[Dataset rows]
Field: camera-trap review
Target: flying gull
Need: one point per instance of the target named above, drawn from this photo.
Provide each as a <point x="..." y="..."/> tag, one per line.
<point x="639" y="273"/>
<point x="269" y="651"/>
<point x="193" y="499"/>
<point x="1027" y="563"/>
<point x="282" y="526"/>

_Task goal_
Arrange every line of the items above as a numbered list, leaving out any blank lines.

_Finished task_
1. Field: camera-trap review
2. Target: flying gull
3. Need: one point per instance of the target named above, drawn from this photo.
4. Provide each as a <point x="..." y="..."/> tag, one per line.
5. <point x="639" y="273"/>
6. <point x="269" y="651"/>
7. <point x="193" y="499"/>
8. <point x="1027" y="563"/>
9. <point x="282" y="526"/>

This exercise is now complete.